> [Exercise]:
Starting with the line that contains "Could you point at the finger", reproduce each line through the end of the entries exactly as written.
────────────────
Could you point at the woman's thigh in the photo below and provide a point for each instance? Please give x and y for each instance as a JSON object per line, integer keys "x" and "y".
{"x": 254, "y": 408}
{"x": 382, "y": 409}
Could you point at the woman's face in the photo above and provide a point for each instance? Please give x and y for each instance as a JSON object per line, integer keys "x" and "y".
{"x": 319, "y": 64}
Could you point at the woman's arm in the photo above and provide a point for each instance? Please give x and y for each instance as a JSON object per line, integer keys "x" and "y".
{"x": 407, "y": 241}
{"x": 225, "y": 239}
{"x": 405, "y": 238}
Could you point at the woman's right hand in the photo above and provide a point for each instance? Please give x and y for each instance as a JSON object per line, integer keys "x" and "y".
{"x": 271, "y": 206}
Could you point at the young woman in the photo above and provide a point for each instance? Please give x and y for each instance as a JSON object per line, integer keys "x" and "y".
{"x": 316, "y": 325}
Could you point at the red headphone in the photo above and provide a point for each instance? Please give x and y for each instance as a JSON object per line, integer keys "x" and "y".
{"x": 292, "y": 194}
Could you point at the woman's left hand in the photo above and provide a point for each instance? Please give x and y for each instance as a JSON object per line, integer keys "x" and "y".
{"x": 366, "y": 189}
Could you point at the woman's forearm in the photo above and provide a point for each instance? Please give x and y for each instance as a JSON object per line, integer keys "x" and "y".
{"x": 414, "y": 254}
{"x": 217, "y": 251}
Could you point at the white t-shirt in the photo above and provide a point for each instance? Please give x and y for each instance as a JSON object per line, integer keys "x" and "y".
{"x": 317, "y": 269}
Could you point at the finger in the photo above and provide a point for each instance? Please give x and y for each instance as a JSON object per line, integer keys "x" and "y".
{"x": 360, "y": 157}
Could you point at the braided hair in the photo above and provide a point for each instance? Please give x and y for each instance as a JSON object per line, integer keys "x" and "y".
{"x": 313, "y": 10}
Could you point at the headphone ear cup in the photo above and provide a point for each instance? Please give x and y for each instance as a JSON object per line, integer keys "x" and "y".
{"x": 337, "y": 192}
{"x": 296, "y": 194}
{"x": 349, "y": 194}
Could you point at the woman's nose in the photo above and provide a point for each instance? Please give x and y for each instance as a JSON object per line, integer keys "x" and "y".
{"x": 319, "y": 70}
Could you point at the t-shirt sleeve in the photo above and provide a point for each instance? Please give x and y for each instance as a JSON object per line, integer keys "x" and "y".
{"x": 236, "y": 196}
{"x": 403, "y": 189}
────────────────
> [Task response]:
Could you point at the finger in the photo above and provide a point for each instance? Please give x and y for each instance as a JSON object per line, integer keys "x" and "y".
{"x": 360, "y": 157}
Could you point at the braided hair in the photo above and provide a point for each instance? Please give x and y for each instance as a JSON object per line, integer keys "x" and "y".
{"x": 313, "y": 10}
Could you point at the headphone ear cup in the photo above and provide a point for each instance? Please give x and y for each instance as a JSON object per line, integer keys "x" and "y".
{"x": 337, "y": 192}
{"x": 296, "y": 194}
{"x": 349, "y": 194}
Could you point at the woman's nose in the photo above and provide a point for each instance? Please give x and y for each instance as a JSON object per line, integer keys "x" and "y".
{"x": 319, "y": 70}
Could you point at the t-shirt sleeve in the photo above and provide a point for each instance? Please give x and y for each instance as a JSON object per line, integer keys "x" and "y".
{"x": 236, "y": 196}
{"x": 403, "y": 189}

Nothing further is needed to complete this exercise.